**Natural-language object grounding data:**

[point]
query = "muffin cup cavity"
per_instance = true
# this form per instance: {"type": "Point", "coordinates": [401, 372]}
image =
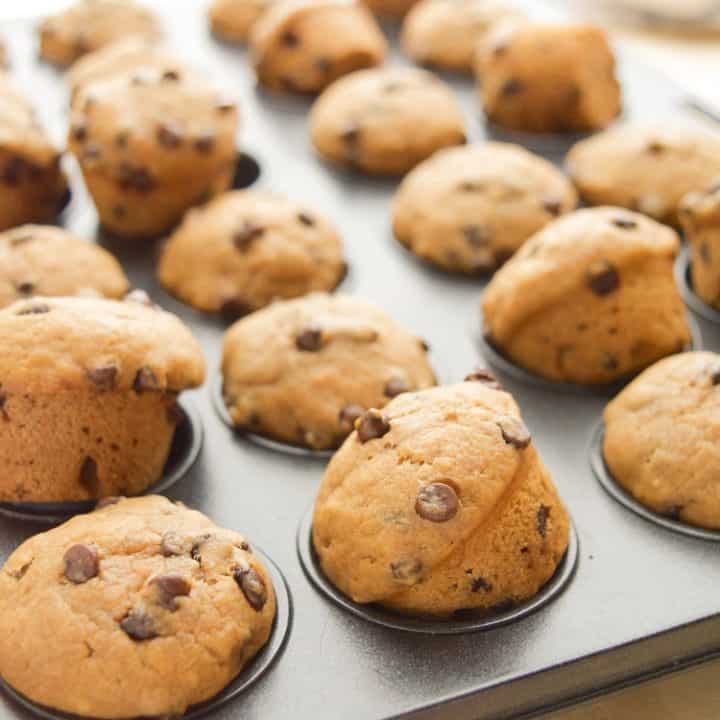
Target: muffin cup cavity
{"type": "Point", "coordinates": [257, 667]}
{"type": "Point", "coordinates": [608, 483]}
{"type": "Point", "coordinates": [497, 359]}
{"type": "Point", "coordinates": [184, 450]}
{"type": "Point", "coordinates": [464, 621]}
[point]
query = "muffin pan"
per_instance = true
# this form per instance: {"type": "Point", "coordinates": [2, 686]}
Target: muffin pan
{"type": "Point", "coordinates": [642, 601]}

**Directions for this task:** Give every record again exactly, apart from the pictures, which stay out.

**Output for this exercise:**
[point]
query = "muffin cup cavity"
per_instance = true
# this form per instance: {"type": "Point", "coordinates": [401, 372]}
image =
Target: muffin cup cavity
{"type": "Point", "coordinates": [257, 667]}
{"type": "Point", "coordinates": [608, 483]}
{"type": "Point", "coordinates": [497, 359]}
{"type": "Point", "coordinates": [184, 450]}
{"type": "Point", "coordinates": [464, 621]}
[point]
query = "muffin pan"
per_instance = true
# this form per instance: {"type": "Point", "coordinates": [2, 686]}
Target: muffin pan
{"type": "Point", "coordinates": [642, 601]}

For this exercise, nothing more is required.